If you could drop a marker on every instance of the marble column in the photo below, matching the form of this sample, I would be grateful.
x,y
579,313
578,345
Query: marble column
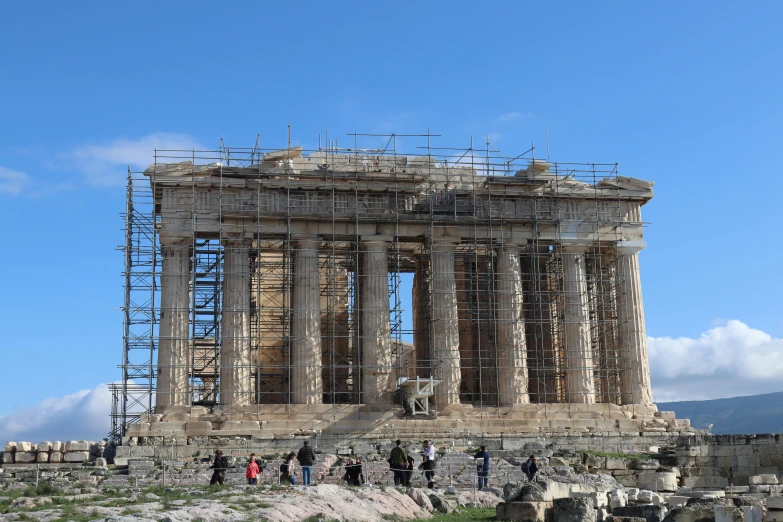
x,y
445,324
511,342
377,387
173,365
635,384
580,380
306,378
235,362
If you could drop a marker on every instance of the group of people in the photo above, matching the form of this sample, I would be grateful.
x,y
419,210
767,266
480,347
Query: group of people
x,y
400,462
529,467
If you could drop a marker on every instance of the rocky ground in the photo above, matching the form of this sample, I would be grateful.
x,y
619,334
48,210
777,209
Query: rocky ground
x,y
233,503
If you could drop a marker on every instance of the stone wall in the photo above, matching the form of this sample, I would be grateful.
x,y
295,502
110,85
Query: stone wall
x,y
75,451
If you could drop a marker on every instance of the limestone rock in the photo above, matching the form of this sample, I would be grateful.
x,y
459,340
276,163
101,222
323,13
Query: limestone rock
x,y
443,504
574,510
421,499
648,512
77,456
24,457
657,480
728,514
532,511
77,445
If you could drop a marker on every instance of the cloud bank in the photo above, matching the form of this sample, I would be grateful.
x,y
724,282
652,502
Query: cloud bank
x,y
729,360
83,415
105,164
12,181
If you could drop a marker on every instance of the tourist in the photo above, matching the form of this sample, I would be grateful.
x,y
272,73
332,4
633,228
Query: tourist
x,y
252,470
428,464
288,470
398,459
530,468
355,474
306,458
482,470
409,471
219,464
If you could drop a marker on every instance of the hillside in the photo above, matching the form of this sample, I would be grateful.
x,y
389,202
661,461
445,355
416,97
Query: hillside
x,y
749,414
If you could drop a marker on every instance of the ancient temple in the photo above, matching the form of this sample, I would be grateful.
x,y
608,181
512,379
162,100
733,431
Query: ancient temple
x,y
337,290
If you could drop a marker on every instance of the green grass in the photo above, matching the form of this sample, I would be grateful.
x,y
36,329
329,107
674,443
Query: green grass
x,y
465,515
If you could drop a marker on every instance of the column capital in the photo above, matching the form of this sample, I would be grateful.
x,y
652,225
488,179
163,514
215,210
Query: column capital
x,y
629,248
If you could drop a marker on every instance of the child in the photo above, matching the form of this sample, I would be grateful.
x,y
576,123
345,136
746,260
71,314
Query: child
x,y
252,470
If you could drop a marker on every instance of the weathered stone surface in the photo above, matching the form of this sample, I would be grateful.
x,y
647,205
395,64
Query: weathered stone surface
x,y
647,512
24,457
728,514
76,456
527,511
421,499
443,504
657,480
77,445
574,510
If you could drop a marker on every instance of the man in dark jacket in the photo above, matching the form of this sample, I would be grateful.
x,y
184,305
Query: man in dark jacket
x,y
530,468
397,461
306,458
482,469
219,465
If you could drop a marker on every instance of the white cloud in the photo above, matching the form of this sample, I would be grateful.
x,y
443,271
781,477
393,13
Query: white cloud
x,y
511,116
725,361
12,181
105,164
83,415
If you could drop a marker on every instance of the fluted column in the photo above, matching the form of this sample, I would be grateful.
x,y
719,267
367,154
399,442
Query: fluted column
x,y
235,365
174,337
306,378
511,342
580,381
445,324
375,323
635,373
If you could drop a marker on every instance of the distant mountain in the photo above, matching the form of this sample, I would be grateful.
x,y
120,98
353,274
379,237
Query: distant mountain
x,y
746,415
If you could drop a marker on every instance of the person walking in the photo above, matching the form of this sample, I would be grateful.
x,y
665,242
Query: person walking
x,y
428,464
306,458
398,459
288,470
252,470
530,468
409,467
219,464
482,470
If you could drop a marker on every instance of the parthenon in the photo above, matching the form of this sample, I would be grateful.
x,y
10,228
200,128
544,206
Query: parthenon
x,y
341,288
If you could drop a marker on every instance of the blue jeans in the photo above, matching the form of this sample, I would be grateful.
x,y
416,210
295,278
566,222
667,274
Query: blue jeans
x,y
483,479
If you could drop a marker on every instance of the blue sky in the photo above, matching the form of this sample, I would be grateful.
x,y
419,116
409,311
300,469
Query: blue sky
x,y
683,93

= = = =

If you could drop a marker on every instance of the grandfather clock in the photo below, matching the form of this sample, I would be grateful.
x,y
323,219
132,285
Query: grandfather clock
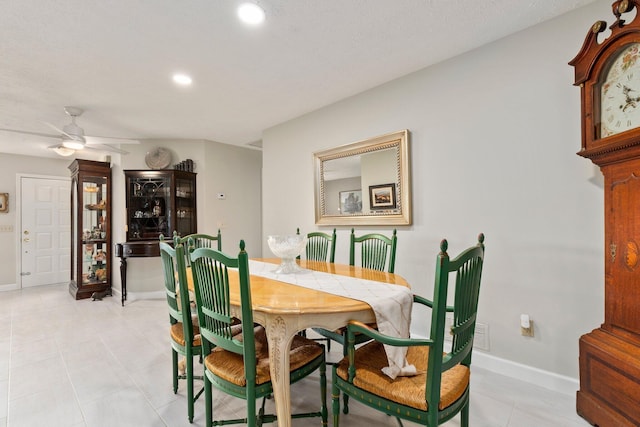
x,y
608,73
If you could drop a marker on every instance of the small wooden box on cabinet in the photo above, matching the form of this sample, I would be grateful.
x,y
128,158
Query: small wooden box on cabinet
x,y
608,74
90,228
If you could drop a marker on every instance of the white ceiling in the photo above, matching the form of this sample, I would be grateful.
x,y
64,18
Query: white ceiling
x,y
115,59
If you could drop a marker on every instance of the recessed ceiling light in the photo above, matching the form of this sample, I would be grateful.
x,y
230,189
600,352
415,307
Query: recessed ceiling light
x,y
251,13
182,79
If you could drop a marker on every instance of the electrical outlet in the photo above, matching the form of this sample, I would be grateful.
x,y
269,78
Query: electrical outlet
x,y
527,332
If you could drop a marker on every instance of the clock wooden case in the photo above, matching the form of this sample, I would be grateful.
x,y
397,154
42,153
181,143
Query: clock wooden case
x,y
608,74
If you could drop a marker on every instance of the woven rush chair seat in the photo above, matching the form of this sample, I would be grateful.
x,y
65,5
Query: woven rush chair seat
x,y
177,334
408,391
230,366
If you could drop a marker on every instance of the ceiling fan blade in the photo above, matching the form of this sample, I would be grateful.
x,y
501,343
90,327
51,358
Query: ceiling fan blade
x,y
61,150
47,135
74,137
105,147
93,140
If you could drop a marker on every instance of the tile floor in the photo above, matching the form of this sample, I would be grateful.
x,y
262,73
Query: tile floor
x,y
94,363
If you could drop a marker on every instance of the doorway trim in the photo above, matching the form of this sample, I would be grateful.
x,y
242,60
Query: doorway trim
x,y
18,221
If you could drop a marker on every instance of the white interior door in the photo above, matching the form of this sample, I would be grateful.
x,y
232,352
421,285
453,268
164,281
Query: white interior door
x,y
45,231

= = = =

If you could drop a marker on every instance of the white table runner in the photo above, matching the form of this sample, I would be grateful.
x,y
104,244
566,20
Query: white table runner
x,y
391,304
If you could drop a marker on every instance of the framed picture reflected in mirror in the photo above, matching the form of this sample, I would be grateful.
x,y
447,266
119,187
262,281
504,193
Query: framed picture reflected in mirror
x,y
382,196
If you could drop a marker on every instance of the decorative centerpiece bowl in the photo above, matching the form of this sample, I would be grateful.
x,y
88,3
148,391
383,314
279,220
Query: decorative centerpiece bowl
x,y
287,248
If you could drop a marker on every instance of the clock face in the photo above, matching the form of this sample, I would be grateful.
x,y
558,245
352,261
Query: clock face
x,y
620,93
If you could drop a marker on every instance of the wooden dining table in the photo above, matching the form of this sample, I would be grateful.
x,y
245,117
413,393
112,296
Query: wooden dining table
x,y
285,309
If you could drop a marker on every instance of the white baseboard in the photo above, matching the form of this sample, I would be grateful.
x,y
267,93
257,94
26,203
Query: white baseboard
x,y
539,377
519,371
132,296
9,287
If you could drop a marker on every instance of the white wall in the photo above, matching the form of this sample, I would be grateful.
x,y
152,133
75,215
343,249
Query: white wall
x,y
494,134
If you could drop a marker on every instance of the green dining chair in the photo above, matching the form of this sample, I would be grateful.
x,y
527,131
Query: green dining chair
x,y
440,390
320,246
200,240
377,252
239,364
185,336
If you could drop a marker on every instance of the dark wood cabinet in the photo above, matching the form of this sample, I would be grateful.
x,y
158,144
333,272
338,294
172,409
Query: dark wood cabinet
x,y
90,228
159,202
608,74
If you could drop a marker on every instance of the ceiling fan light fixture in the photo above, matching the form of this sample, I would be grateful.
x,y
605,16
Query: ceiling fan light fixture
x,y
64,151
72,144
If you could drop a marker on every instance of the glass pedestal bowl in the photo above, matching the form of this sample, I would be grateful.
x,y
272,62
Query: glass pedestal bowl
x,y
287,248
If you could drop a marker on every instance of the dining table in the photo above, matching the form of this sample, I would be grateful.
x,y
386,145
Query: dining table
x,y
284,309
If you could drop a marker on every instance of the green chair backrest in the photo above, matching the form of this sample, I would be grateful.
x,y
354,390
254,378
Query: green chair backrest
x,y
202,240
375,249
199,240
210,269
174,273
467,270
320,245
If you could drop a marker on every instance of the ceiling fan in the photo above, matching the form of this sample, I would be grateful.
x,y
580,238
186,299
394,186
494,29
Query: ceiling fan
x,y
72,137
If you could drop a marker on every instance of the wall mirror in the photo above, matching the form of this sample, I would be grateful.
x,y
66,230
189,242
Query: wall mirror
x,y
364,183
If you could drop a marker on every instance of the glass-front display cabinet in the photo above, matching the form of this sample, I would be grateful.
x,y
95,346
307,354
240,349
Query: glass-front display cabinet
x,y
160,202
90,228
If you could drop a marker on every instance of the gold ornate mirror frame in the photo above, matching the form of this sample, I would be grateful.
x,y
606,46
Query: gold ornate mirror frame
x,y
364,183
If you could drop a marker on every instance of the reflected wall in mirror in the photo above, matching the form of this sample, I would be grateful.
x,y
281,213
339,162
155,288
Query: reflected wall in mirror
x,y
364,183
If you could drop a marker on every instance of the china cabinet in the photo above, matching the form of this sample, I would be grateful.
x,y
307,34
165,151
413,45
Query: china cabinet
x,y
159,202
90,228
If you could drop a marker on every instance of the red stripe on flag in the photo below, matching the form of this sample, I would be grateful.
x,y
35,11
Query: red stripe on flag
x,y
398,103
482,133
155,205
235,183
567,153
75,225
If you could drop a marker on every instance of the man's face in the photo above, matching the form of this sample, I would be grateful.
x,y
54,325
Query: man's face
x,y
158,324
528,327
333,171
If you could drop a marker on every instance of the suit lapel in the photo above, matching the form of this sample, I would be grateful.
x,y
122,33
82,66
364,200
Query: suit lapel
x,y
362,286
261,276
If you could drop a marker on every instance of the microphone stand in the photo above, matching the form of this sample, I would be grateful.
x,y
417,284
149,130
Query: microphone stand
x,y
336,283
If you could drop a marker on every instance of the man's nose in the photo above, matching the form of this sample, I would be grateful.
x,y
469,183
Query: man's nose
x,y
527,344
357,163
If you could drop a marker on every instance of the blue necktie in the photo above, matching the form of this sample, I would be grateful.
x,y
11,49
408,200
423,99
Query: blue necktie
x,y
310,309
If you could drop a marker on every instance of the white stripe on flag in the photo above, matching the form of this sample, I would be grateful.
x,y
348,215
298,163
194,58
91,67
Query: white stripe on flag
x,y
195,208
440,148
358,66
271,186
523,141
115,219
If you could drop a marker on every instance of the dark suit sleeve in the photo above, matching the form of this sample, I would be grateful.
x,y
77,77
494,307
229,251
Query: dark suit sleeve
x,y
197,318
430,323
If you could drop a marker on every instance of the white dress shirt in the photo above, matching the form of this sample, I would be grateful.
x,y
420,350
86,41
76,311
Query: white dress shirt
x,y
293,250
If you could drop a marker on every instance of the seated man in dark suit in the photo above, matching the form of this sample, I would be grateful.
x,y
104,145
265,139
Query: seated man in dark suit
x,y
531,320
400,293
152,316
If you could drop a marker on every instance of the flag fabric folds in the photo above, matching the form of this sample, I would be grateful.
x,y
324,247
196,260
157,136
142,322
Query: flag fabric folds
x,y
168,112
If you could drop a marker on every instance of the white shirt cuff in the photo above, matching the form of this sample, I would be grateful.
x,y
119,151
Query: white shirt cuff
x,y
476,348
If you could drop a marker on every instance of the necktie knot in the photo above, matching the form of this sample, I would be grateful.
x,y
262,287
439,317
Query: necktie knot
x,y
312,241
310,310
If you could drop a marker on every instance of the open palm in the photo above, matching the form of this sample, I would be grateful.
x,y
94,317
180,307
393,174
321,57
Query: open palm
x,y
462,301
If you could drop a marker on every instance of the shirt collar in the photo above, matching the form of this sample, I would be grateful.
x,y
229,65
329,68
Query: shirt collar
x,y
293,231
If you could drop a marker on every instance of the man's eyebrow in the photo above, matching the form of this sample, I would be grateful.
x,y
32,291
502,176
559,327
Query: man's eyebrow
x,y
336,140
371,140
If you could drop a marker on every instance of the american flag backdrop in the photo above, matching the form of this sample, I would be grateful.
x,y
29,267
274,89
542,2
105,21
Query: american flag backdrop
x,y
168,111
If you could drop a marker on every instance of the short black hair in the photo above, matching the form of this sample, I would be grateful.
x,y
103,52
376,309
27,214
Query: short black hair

= = = =

**Directions**
Return a word-for-word copy of the lines above from the one holding "Query: white dress shirt" through the one holding "Query: short black hair", with both of them included and nothing besides.

**Response area**
Query: white dress shirt
x,y
293,250
If you could drop a marker on every instance of the seated man in dark suit in the photo above, matching the form of this sample, I would be grateful.
x,y
104,145
265,139
Query: seated man in dark suit
x,y
531,320
400,293
152,316
If you could drop a marker on every instance of the flag fabric folds in the photo above, matching the form of this sample, I would be grateful.
x,y
324,247
196,260
157,136
142,322
Query: flag fabric folds
x,y
168,112
If you could drop a marker on every instance of the white shirt cuff in the photo above, matching the form of this sample, I would be grateful.
x,y
119,151
Query: white shirt cuff
x,y
476,348
If you could drop a marker on every instance of the necktie knot in the photo above, matching the form of this sample, I would be grateful.
x,y
262,287
439,317
Query: necktie knot
x,y
312,241
310,310
If you could drop a marker on every instance of the open palm in the photo above, matching the form of this sample, I would be grateful.
x,y
94,317
180,307
393,174
321,57
Query: open palm
x,y
462,301
If you could drop a marker on every instance of the shirt collar in the photo above, matching the form of this sample, I would be grateful.
x,y
229,65
329,68
Query: shirt collar
x,y
293,231
If you could drop a marker on every instance of the man's eyebrow in the photo above, matching the form of this sample, I would be grateful.
x,y
32,291
502,176
559,327
Query: man's eyebrow
x,y
336,140
371,140
If you could drop a marker on every instance of the american flag backdrop in the photo above, matching the form of this sample, I would be grateful.
x,y
29,267
274,89
542,2
105,21
Query: american flag backdrop
x,y
168,111
If you could drop a marker on every instance of the short black hair in the photo above, matching the form of this sample, I would be grateful.
x,y
103,52
376,309
27,214
Query: short black hair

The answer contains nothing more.